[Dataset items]

┌──

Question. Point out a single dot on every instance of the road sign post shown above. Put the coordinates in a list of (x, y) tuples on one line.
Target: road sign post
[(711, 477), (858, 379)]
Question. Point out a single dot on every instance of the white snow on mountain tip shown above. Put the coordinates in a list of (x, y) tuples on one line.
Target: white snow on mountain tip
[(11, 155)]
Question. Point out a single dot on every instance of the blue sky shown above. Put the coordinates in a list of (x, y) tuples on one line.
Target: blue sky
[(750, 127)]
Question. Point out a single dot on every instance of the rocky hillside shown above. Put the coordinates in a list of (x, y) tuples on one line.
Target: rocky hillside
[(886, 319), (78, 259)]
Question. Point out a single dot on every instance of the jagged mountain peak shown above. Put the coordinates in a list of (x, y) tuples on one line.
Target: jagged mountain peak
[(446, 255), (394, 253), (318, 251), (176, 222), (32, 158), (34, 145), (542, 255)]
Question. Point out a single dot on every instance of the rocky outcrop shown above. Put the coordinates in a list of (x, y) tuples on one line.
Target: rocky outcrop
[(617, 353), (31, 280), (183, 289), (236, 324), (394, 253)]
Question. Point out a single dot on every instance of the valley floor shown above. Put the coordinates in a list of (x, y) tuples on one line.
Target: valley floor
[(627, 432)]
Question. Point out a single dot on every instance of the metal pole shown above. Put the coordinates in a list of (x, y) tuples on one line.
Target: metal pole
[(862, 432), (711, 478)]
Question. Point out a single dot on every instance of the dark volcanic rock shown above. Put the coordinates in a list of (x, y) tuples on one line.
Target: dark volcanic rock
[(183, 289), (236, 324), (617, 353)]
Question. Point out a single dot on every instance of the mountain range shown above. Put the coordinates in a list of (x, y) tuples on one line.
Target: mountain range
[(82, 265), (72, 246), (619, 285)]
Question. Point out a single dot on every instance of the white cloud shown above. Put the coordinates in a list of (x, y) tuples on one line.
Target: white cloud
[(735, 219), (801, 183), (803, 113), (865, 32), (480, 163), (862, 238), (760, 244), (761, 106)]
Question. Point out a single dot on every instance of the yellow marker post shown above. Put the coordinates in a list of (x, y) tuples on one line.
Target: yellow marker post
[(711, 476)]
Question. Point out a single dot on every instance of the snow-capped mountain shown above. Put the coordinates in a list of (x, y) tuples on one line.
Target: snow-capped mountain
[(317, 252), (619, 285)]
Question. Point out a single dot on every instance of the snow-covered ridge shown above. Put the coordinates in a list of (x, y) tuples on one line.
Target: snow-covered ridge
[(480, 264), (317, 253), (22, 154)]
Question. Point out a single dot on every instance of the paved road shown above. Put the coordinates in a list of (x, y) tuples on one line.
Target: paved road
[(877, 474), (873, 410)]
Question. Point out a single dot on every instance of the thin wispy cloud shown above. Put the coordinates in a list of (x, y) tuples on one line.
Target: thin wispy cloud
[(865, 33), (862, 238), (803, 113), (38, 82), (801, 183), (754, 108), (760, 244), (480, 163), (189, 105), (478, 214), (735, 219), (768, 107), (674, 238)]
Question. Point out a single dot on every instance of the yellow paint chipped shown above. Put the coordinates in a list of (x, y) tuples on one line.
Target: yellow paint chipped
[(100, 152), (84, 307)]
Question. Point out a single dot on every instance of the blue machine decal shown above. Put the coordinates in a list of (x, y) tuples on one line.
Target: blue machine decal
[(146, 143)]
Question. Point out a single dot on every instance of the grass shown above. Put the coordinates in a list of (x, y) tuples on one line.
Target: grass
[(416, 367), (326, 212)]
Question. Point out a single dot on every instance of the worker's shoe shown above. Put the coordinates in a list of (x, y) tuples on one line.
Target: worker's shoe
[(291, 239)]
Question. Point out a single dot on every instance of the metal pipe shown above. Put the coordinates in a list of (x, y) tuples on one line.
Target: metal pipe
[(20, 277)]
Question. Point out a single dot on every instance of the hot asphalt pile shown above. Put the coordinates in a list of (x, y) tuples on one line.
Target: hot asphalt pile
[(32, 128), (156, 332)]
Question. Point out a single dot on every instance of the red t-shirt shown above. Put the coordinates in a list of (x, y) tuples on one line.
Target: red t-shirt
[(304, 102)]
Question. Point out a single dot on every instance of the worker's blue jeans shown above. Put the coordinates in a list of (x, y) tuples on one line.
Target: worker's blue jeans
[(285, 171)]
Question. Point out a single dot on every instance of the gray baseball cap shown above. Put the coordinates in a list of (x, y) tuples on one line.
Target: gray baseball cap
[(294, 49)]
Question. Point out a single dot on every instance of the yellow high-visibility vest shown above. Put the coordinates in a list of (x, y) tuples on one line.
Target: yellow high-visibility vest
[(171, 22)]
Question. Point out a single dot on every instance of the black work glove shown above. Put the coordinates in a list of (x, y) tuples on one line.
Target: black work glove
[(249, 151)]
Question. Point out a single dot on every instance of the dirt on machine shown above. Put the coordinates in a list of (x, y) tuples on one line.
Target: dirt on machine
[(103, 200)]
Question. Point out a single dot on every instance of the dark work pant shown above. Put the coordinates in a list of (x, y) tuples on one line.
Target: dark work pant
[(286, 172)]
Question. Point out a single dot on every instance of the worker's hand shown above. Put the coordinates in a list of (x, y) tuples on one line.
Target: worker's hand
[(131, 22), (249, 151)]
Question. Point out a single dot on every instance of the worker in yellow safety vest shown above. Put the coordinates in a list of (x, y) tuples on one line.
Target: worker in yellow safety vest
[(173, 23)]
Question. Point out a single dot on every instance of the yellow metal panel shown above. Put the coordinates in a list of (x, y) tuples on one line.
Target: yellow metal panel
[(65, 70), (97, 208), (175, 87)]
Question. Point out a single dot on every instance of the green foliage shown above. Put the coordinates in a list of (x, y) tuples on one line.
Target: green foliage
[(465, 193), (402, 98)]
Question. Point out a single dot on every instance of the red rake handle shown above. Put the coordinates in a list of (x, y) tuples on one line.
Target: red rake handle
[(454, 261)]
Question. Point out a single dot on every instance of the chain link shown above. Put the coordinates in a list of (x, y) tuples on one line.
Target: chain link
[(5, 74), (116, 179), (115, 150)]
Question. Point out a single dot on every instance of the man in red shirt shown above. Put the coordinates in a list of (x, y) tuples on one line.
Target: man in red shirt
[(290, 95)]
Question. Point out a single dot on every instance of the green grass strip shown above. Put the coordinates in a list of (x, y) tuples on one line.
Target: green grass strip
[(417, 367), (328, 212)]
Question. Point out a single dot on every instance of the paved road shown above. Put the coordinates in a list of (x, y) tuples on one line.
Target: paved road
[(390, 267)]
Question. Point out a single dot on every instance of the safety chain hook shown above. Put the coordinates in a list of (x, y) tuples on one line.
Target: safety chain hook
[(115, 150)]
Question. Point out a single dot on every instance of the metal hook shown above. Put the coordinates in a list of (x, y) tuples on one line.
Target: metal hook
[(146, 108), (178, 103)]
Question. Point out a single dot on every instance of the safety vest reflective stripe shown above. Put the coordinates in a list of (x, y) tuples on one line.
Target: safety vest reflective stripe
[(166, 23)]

└──

Goal:
The required output is the span of lines from the one containing "the yellow metal" to the last line, reproduced character for character.

Final result:
Question. Point out a single dot on every instance of the yellow metal panel shown above. Put the coordinates in a list of (x, y) tuples on one line.
Target: yellow metal panel
[(65, 70), (97, 208), (175, 87)]
Question. Point out a single dot on every instance of the green foliage shown above. Put the coordinates in a list of (x, y) tuples on one line.
Target: green foliage
[(465, 193), (402, 98)]
Question. Point out a single dot on every instance of the red rake handle shown above. Put the coordinates in a list of (x, y) tuples on one line.
Target: red rake handle
[(454, 261)]
Question. Point out a single dot on every instance of the chain link shown above. Put the coordinates in a list of (x, y) tuples on one line.
Target: chain link
[(5, 74), (116, 179), (115, 150)]
Question. Point out a single dot on every instance of the man in red shirt shown above. Put the coordinates in a list of (x, y) tuples on one line.
Target: man in red shirt
[(290, 95)]
Question. Point out a single dot on every instance of the green grass strip shown above. Put the coordinates in a list of (x, y) tuples on one line.
Target: green grass strip
[(417, 367), (328, 212)]
Question. Point out a single dot on every instance of the paved road shown above. Put the coordinates in a list of (x, y) tuples on one line.
Target: paved road
[(390, 267)]
Question. Point out a single dot on every instance of the safety chain hook shown above. Put the coordinates in a list of (x, y) tuples on one line.
Target: safety chain hook
[(115, 150)]
Question. Point out a single dot on every instance of the metal hook shown above. Put the coordinates in a list of (x, y) tuples on one line.
Target: metal hook
[(146, 108), (178, 103)]
Question. Point out a single dot on every instance of the safety vest reflective stripe shown above. Put the coordinates in a list of (x, y) tuples on one line.
Target: safety vest reflective stripe
[(166, 23)]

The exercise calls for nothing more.